- Trecho fornecido -
>>
No amanhecer de sábado já encontramos o céu tomado por nuvens cor de chumbo e rumamos para a Serra da Graciosa, aliás, esta também é uma serra que de fato nem existe. A Graciosa não é uma cadeia de montanhas como o nome sugere, é na verdade o que se chama de "passo" ou passagem, uma falha no relevo que divide duas importantes cadeias montanhosas da Serra do Mar. A direita fica a Serra do Ibitiraquire que abriga as mais altas montanhas do sul do Brasil e a esquerda está a Serra da Farinha Seca que de seca não tem nada.

No verão toda a umidade evaporada do mar em frente, sobe as alturas e se choca com estas montanhas e no inverno as frentes frias vindas da Argentina, sobem pelo vale do Rio Iguaçu até encontrarem as mesmas montanhas e independente da estação as nuvens se espremem neste corredor estreito despencando sob a forma de chuvas intensas. Apesar do nome enganador é exatamente o inverso do deserto do Atacama, quando por lá chove aqui faz sol.
<<
- Dados extraídos -
>>
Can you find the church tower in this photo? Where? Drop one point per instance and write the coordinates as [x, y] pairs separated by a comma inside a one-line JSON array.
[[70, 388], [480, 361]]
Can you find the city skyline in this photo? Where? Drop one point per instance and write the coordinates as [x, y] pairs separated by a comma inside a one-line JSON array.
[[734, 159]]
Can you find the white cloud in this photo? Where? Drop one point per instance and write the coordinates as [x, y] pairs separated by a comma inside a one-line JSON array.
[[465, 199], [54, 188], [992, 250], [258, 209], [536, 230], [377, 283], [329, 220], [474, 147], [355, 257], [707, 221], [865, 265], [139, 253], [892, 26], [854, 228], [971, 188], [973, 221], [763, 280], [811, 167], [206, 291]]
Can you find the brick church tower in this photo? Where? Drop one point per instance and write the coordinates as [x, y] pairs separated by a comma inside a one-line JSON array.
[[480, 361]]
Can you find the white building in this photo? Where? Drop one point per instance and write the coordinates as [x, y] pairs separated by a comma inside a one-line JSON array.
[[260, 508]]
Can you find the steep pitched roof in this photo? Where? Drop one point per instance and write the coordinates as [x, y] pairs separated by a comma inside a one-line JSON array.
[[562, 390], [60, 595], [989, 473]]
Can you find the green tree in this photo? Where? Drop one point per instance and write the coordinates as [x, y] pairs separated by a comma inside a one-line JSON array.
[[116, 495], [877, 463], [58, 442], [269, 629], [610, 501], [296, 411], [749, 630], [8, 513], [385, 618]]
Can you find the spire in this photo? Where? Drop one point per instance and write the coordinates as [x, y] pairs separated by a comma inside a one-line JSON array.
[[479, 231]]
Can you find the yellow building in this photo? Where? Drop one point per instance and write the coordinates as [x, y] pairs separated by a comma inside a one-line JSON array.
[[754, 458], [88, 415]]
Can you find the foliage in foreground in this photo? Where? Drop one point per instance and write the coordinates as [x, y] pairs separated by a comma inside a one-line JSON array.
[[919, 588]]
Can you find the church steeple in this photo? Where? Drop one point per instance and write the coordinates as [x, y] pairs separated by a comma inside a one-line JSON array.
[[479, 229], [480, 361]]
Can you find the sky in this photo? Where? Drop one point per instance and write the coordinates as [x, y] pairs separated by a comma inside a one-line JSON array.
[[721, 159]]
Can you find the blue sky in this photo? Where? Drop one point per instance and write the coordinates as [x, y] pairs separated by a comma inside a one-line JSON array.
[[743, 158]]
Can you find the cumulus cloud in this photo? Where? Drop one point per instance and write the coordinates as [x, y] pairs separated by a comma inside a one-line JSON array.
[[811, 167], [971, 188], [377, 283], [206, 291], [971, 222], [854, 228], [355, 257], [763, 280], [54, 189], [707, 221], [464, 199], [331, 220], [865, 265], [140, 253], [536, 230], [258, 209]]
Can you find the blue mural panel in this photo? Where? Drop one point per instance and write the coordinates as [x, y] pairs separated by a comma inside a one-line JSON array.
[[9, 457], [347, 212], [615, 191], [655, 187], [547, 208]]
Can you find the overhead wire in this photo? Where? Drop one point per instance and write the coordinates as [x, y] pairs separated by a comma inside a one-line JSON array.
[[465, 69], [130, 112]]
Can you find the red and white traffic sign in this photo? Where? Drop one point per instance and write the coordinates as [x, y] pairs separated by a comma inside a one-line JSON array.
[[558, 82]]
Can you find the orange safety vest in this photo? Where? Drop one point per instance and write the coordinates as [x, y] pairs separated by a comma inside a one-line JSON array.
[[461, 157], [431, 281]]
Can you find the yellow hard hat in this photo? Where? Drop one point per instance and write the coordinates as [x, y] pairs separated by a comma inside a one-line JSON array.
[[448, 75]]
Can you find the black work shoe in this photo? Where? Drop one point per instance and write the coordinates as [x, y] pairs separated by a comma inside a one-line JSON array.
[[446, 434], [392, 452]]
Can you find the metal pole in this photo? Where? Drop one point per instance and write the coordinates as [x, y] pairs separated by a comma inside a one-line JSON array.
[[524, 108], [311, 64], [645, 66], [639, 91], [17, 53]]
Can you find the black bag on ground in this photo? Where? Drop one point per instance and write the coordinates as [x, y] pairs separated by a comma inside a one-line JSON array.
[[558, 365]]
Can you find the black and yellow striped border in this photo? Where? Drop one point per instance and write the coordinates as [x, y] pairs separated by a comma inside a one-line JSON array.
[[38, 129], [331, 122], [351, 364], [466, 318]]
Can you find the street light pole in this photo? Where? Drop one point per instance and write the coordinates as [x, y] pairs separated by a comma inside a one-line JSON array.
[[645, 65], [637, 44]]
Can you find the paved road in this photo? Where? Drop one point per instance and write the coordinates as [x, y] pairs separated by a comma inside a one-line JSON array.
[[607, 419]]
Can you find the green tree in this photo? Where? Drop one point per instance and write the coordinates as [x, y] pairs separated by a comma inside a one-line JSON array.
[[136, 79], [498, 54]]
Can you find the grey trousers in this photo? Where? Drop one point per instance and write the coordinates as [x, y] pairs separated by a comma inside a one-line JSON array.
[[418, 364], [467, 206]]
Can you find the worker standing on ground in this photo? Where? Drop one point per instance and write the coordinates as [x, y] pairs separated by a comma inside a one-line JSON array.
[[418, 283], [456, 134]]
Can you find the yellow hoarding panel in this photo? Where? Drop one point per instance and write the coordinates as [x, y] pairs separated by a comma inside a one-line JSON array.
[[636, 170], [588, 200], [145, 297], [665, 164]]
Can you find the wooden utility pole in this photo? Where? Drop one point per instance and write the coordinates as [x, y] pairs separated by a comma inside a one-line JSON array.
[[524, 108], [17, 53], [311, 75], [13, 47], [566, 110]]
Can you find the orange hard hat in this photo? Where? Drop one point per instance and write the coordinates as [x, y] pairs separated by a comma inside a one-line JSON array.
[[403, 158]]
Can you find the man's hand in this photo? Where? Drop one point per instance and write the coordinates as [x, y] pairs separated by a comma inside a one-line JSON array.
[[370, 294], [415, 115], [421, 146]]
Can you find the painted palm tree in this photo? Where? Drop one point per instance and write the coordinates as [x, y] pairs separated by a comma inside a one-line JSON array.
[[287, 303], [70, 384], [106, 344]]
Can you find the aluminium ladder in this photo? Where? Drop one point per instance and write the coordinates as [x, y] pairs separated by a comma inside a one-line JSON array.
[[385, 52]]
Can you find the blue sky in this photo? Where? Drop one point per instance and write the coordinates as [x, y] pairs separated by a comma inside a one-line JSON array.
<<
- Tarefas escritas -
a) No trecho sobre a Serra da Graciosa, qual serra fica à direita da Graciosa?
b) Reescreva o trecho sobre a Serra da Graciosa entre "No amanhecer de" e "não tem nada.", inclusive, substituindo "sábado" por "domingo".
Os dados acima são um material à parte, sem relação com o trecho.

- Respostas por tarefa -
a) A Serra do Ibitiraquire, que abriga as mais altas montanhas do sul do Brasil.

b)
No amanhecer de domingo já encontramos o céu tomado por nuvens cor de chumbo e rumamos para a Serra da Graciosa, aliás, esta também é uma serra que de fato nem existe. A Graciosa não é uma cadeia de montanhas como o nome sugere, é na verdade o que se chama de "passo" ou passagem, uma falha no relevo que divide duas importantes cadeias montanhosas da Serra do Mar. A direita fica a Serra do Ibitiraquire que abriga as mais altas montanhas do sul do Brasil e a esquerda está a Serra da Farinha Seca que de seca não tem nada.